▸ To be done: Identify every line below that contains the word "pointed" and copy each one out. Case counts.

▸ Data for this task:

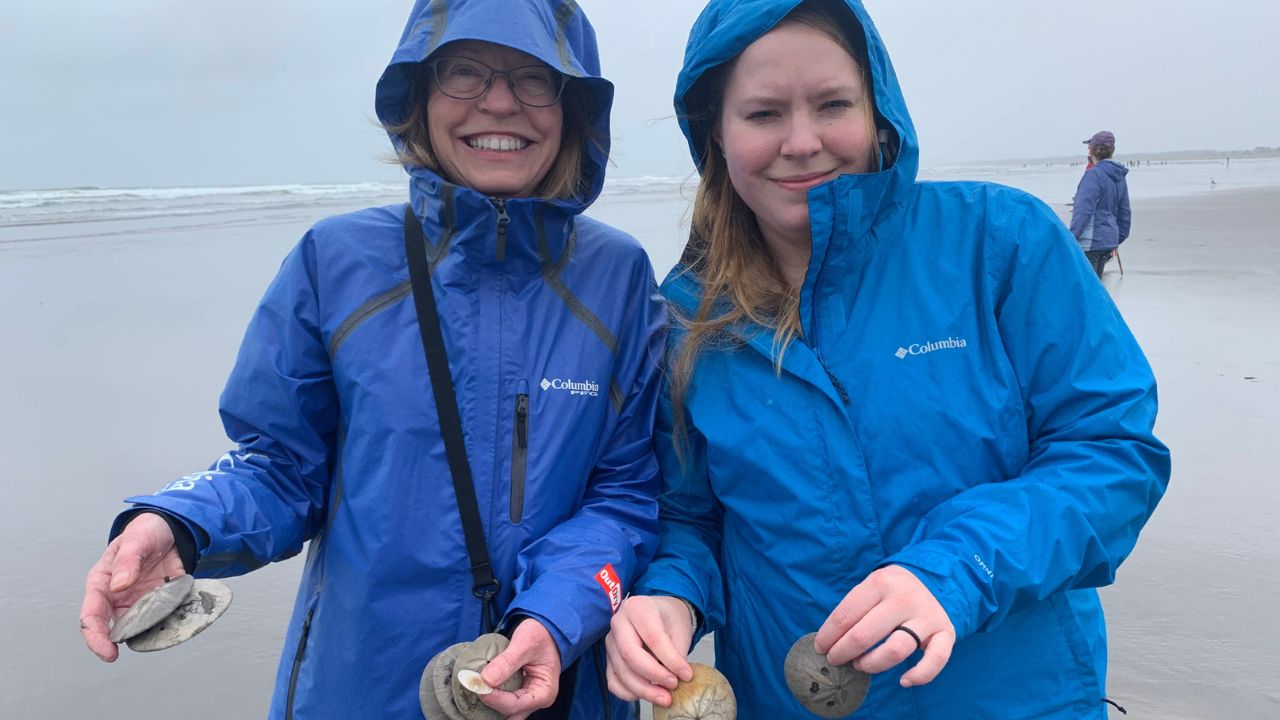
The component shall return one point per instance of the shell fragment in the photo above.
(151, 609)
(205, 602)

---

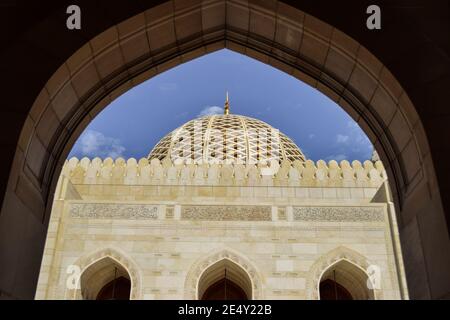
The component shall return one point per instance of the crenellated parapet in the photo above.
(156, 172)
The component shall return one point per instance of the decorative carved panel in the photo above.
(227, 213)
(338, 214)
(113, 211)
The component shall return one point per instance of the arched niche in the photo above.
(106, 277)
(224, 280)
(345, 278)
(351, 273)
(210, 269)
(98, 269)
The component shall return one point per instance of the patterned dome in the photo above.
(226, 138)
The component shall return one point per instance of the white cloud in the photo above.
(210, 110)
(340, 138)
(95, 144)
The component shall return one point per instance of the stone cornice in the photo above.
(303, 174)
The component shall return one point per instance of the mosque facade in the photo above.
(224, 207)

==

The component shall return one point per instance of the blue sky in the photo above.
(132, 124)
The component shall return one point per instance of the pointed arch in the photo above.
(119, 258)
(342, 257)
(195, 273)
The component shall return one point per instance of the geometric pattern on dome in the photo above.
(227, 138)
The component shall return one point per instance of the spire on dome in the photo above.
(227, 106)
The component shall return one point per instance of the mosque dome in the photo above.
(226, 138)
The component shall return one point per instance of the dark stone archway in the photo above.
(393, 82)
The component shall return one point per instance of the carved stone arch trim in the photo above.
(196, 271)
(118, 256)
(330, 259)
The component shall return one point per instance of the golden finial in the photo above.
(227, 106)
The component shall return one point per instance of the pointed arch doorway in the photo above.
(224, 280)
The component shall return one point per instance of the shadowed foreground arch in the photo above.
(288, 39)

▸ Worked solution:
The component shall return one point per instance of the pointed arch in the photo above.
The component shall return one point per instance of the pointed arch doorway in the photo above.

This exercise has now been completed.